EXERCISE =>
Reproduce every line of the listing below verbatim, leaving out the pictures.

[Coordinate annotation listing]
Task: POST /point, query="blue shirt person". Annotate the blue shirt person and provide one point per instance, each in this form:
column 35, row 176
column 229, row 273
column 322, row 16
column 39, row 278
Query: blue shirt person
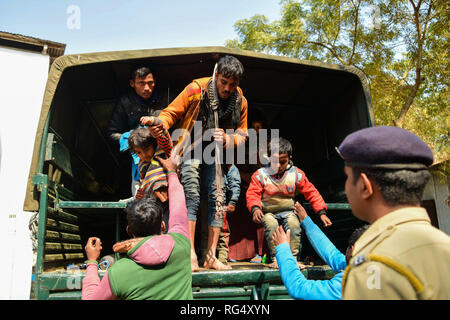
column 295, row 282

FINISHED TASK =>
Task: POST /point, query="blue shirt person". Annotate the blue shirt person and provide one point per instance, each in this form:
column 35, row 176
column 229, row 273
column 322, row 16
column 39, row 278
Query: blue shirt person
column 295, row 282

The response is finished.